GIVEN EXERCISE A:
Repeat verbatim the part of the listing that opens with the line containing "Task: indicate one point on every instance of the cloudy" and runs through the end of the listing.

PROVIDED PASSAGE:

As we described above, Ohm was at the Jesuit Gymnasium of Cologne when he began his important publications in 1825. He was given a year off work in which to concentrate on his research beginning in August 1826 and although he only received the less than generous offer of half pay, he was able to spend the year in Berlin working on his publications. Ohm had believed that his publications would lead to his receiving an offer of a university post before having to return to Cologne but by the time he was due to begin teaching again in September 1827 he was still without such an offer.


 

Unfortunately, Ohm's law was met with resistance. Many of his countrymen were used to experimenting with voltage and current, but they considered these to be entirely separate phenomena. Now Ohm was claiming a connection between the two. Ohm's work was also ignored in administrative channels due, perhaps, to his brother, Martin, who was continually criticizing the ministry of education. The Prussian minister of education announced that "a professor who preached such heresies was unworthy to teach science." Unfortunately, Georg was caught in the ensuing political storm. One science 'critic' reviewed Ohm's book, claiming that its "sole effort is to detract from the dignity of nature." This hinted at the Hegelian philosophy that was just then sweeping German science. Ohm's feeling were hurt, he decided to remain in Berlin and, in March 1828, he formally resigned his position at Cologne. He took some temporary work teaching mathematics in schools in Berlin.

He accepted a position at Nüremberg in 1833 and although this gave him the title of professor, it was still not the university post for which he had strived all his life. For whatever reasons, Ohm's work was accepted abroad before it was in his own country. Joseph Henry in America recognized that Ohm had cleared away nearly all the confusion surrounding electrical circuits. His work was eventually recognised in England by the Royal Society with its award of the Copley Medal in 1841 with the inscription "he had clarified in a remarkable way what had been previously wrapped in mystery and confusion." He became a foreign member of the Royal Society in 1842. Other academies such as those in Berlin and Turin elected him a corresponding member, and in 1845 he became a full member of the Bavarian Academy.
 

This belated recognition was welcome but there remains the question of why someone who today is a household name for his important contribution struggled for so long to gain acknowledgement. This may have no simple explanation but rather be the result of a number of different contributary factors. One factor may have been the inwardness of Ohm's character while another was certainly his mathematical approach to topics which at that time were studied in his country a non-mathematical way. There was undoubtedly also personal disputes with the men in power which did Ohm no good at all. He certainly did not find favour with Johannes Schultz who was an influential figure in the ministry of education in Berlin, and with Georg Friedrich Pohl, a professor of physics in that city.

DATASET EXCERPTS:
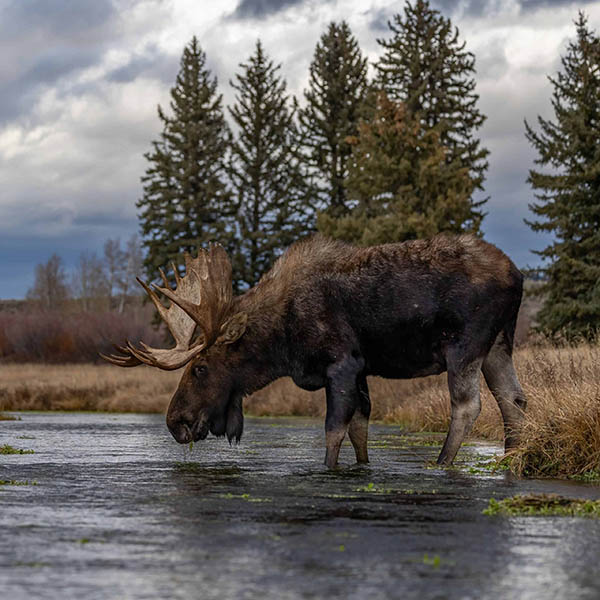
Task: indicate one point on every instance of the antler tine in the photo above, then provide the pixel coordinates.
(155, 299)
(175, 273)
(164, 277)
(121, 361)
(209, 276)
(202, 297)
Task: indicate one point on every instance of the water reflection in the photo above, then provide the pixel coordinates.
(121, 511)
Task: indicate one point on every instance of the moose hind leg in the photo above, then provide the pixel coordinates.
(501, 378)
(359, 425)
(465, 402)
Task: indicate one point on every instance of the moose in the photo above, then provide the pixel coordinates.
(329, 314)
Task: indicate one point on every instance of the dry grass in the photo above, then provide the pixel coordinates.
(85, 387)
(560, 437)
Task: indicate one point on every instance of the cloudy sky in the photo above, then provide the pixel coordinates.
(81, 80)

GIVEN EXERCISE B:
Reproduce, without any change, the part of the passage on Ohm that opens with the words "This belated recognition" and closes with "in that city.".

TASK RESPONSE A:
Task: indicate one point on every instance of the cloudy sky in the photo above, then provide the pixel coordinates.
(81, 80)

TASK RESPONSE B:
This belated recognition was welcome but there remains the question of why someone who today is a household name for his important contribution struggled for so long to gain acknowledgement. This may have no simple explanation but rather be the result of a number of different contributary factors. One factor may have been the inwardness of Ohm's character while another was certainly his mathematical approach to topics which at that time were studied in his country a non-mathematical way. There was undoubtedly also personal disputes with the men in power which did Ohm no good at all. He certainly did not find favour with Johannes Schultz who was an influential figure in the ministry of education in Berlin, and with Georg Friedrich Pohl, a professor of physics in that city.